**AIM OF THE TASK:** From the line with "Need: a point for each instance of the man" through the final line of the entries below, write out each line exactly and nothing else.

**THE DATA:**

== Segment start ==

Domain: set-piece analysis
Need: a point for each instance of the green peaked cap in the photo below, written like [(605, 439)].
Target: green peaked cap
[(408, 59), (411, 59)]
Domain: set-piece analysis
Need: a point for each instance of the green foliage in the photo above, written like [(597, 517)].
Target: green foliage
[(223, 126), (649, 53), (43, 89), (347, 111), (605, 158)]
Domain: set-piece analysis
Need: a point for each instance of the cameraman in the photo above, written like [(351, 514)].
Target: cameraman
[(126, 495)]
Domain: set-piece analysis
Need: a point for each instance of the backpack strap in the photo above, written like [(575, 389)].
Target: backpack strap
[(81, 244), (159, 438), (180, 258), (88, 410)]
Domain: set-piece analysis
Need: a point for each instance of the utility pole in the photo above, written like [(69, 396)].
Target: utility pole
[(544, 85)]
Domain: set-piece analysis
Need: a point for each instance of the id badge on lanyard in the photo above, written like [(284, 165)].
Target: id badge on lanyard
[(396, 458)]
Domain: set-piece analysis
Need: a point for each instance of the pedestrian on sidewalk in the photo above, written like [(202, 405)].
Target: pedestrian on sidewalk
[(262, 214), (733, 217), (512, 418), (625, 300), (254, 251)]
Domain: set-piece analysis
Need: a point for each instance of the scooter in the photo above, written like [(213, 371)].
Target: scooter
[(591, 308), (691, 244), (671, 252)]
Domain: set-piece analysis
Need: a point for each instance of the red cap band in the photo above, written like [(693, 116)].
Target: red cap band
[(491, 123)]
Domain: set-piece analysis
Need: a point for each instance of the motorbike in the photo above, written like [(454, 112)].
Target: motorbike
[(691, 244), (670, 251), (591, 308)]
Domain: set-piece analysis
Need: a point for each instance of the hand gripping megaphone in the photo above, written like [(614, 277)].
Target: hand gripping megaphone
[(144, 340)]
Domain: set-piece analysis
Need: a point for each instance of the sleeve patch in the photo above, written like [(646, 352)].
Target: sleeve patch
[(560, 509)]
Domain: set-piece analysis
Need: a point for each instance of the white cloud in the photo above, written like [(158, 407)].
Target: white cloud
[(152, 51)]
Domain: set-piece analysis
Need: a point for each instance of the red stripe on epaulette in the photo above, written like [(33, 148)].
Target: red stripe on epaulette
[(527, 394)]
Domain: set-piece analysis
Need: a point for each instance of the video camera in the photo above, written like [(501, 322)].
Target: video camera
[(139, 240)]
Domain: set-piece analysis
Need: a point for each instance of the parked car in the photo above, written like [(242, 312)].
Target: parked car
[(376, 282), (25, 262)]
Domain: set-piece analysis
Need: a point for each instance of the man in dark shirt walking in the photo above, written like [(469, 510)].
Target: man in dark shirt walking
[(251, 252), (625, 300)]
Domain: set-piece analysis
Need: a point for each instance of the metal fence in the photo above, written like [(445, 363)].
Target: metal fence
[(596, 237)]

== Segment end ==

**WRITTEN RESPONSE:**
Need: a point for each instance of the man in dark shirt walking in the photo above, written like [(469, 510)].
Target: man in dark shirt walking
[(251, 252), (625, 300)]
Domain: set-piece analysis
Need: a point for each instance of the metal fence in the photo above, written like [(445, 363)].
Target: metal fence
[(596, 237)]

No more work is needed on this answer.